- **Exercise details**: Please set down only the lines that run from the one containing "Each instance of the white dining" to the end of the listing below, exactly as written.

- **Records for the exercise**:
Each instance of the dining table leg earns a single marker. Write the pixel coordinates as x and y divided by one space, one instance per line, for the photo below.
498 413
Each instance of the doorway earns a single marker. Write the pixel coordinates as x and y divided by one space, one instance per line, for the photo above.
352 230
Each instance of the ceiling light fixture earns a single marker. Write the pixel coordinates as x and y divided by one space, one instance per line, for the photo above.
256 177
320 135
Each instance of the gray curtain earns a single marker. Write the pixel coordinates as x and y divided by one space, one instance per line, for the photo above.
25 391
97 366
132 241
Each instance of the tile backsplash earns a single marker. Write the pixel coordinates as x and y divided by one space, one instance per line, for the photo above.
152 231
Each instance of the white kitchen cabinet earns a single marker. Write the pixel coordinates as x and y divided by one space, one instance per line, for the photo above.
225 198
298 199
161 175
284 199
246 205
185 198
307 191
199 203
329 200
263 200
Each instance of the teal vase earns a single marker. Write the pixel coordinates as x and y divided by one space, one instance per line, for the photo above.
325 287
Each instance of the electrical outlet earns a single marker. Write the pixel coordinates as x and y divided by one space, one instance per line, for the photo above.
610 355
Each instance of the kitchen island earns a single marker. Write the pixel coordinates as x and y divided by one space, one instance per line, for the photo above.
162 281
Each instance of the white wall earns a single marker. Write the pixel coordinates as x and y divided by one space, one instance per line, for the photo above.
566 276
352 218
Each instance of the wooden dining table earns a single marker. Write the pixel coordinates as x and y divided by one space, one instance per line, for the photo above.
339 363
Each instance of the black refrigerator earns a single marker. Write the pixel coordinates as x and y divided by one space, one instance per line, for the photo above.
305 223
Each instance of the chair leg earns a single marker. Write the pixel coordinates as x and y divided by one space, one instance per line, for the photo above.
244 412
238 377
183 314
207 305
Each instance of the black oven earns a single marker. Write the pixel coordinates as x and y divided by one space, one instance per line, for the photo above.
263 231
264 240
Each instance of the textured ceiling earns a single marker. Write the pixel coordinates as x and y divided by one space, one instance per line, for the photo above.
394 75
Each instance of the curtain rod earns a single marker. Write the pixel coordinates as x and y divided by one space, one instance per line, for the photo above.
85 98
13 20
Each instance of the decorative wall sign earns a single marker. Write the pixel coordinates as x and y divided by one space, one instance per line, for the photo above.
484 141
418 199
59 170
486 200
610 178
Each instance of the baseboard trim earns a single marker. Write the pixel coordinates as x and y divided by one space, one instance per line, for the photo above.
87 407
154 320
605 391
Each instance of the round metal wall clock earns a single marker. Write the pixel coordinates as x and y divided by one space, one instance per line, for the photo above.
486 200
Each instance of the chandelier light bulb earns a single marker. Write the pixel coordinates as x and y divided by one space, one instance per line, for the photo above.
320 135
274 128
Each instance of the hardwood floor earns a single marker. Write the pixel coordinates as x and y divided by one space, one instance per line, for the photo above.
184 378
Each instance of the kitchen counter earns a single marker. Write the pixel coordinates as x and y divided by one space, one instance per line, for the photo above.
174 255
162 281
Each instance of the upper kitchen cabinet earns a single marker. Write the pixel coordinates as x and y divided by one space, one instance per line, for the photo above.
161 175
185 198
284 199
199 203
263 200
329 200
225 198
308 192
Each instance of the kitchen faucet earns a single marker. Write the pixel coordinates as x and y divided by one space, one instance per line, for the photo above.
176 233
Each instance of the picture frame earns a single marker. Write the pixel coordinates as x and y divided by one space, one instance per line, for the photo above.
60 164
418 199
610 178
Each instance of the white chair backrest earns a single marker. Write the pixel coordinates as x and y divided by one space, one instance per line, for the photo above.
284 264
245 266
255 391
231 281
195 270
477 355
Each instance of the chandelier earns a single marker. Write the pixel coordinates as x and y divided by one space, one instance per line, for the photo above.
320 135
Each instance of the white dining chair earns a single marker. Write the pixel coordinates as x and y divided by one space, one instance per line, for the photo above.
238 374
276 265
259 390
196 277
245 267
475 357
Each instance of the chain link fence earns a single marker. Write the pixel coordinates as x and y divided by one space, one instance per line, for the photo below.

- **Answer to the exercise**:
Each instance of the white dining chair earns a single marker. Write the pixel coordinates as x and y divided by one space, one instance per line, for the photo above.
238 374
276 265
259 390
196 277
245 267
475 357
Each instance of the chain link fence earns a single marker. Write the pixel coordinates as x and y divided by one space, one instance per line, for the photo below.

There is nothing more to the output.